## Supplied material
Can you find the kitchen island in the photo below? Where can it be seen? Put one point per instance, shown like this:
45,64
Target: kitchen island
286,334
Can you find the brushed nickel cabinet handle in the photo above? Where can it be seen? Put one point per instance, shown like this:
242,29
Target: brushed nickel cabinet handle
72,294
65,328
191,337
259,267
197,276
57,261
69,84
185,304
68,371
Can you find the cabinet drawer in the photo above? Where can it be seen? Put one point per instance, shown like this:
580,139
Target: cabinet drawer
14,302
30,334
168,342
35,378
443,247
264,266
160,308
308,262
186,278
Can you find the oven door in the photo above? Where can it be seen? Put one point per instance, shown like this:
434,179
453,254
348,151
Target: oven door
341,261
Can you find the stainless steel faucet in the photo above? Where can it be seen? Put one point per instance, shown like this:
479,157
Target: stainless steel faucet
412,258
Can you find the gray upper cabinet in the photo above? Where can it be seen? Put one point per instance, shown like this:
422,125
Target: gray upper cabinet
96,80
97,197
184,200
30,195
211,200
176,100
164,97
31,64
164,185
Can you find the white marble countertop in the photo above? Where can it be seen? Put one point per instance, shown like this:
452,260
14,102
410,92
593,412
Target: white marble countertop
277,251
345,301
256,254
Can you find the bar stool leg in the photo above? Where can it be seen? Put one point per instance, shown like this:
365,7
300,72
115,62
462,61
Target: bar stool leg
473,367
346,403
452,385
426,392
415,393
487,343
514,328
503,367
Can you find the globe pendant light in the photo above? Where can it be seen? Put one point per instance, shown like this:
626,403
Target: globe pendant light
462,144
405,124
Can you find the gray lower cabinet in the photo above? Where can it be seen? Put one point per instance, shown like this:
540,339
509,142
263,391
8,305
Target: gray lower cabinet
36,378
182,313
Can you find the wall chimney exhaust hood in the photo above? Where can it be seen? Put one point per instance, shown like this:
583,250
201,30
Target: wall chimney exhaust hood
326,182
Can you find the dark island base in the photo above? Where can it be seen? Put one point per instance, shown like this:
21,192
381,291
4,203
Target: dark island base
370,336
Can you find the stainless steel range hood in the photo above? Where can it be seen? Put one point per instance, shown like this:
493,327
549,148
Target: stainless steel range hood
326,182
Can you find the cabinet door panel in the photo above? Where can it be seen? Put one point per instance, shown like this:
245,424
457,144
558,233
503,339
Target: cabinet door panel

## What you have to do
Using the records above, list each line that includes "panel".

## The completed task
Can you find the cabinet door panel in the photo above? Where can it be seen? Put one point per instance, shown like this:
Target: cabinet door panel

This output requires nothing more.